Request -
Copy the material below, from the line containing "of the yellow" through the end, keeping every line including the requests. Rescale each answer coordinate by multiplying it by 2.55 and rounding to a whole number with halves rounded up, and leave the numbers in the requests and their format samples unchanged.

Record extracts -

(begin)

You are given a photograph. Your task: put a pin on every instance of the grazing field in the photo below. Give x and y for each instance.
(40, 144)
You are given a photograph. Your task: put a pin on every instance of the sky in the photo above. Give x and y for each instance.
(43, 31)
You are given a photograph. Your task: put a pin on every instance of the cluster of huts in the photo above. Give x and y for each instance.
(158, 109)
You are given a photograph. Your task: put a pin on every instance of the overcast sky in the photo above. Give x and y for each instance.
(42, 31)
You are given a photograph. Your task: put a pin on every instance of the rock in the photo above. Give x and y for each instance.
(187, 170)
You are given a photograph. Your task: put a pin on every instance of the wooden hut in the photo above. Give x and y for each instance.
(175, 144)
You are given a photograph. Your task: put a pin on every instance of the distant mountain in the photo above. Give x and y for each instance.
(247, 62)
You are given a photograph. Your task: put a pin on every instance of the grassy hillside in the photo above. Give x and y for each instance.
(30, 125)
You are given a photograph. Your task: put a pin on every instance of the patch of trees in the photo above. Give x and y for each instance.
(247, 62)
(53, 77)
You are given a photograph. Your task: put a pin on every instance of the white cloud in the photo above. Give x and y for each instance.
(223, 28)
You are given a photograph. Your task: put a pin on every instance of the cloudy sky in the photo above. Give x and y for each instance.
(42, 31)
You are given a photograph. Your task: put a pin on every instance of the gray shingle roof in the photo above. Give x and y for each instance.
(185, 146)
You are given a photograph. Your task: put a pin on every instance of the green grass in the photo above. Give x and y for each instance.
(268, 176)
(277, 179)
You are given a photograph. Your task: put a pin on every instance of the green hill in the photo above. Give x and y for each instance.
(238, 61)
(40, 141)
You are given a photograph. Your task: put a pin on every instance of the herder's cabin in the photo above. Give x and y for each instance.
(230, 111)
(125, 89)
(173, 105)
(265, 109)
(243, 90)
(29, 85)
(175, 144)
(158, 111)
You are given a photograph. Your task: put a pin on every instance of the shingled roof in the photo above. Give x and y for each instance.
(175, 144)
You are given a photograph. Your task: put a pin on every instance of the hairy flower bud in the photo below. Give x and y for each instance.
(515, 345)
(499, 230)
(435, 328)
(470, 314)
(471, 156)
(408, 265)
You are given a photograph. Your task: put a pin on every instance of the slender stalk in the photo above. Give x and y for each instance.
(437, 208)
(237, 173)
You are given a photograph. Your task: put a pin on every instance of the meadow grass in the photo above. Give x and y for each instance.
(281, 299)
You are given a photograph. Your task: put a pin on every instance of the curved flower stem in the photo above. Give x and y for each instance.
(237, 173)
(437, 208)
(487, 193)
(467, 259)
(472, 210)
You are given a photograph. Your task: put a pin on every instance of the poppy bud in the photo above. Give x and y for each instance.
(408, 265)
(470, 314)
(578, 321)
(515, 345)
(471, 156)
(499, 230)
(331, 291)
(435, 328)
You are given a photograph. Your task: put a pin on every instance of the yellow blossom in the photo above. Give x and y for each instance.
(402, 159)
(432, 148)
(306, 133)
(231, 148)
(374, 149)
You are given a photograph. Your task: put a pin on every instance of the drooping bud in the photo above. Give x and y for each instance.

(end)

Worked solution -
You are given a photograph. Your task: put a pin on every instance of the yellow blossom in the photo above. Give x and y for each instance.
(1025, 405)
(1102, 377)
(780, 339)
(589, 377)
(954, 380)
You are given a photograph. Your task: put a pin on every instance of the drooping bud in the photo above. Give x and y for each instance.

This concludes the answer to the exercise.